** BEGIN **

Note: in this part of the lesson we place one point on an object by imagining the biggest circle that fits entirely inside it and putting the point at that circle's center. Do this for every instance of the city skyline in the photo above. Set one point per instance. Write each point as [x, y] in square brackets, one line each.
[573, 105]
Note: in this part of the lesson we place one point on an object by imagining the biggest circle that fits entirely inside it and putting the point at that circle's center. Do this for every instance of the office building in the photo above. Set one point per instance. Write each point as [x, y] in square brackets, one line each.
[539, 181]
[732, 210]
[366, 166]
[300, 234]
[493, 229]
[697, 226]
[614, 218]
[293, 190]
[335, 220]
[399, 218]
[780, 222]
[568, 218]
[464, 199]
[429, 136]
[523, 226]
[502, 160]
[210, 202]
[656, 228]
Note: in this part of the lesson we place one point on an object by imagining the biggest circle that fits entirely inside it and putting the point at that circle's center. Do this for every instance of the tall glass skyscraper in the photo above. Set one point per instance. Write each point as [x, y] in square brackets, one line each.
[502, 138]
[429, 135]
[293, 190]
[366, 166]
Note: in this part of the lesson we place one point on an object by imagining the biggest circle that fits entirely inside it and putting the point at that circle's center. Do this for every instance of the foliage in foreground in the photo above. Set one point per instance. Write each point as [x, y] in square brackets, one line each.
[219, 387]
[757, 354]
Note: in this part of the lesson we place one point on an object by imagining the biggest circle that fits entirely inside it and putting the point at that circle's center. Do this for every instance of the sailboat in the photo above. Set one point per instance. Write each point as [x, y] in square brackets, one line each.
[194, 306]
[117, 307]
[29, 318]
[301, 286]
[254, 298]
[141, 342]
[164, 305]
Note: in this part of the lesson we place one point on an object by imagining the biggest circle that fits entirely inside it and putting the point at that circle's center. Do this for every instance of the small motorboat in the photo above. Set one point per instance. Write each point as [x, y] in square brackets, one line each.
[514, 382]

** END **

Repeat only the lines running from the line that contains "of the tall" through the last line above, inclusive.

Note: in this part of the lesson we place one point on an object by imagining the biggest circle that fits entirely inside it and putting the point at that circle's center. Do this for every instance of the tall glass skyscraper in the photo above. Set one point per instance. Write each point as [x, y] in square brackets, one line each.
[502, 138]
[429, 135]
[293, 190]
[366, 166]
Note: in this part of the lesson we place one point on an object by imagining the biggest circle that fits entirely inside it and putting the point at that circle's center. Do this for every instance of the foliage in foreground in the photo above. Set one point per instance. Write each point as [x, y] in square brackets, one line each.
[219, 387]
[757, 354]
Note: in this part of the lesson we place one point on an object by imagining the biggest circle that fits entirely inside it and putting the point at that circle's center. Do this for every instance of the sailboat in the photo above. Set one point per instance. Write each point as [x, y] in square brackets, one line each.
[194, 306]
[117, 307]
[29, 318]
[301, 286]
[254, 298]
[141, 342]
[164, 305]
Note: in this part of the lesson we place one point on an object by imagining the biggest circle that fits entirely inside it and putting the point at that circle's center. Do this for every instance of the small motorboat in the photo above. Set one point per instance. Write each point as [x, y] in square brackets, one line each.
[514, 382]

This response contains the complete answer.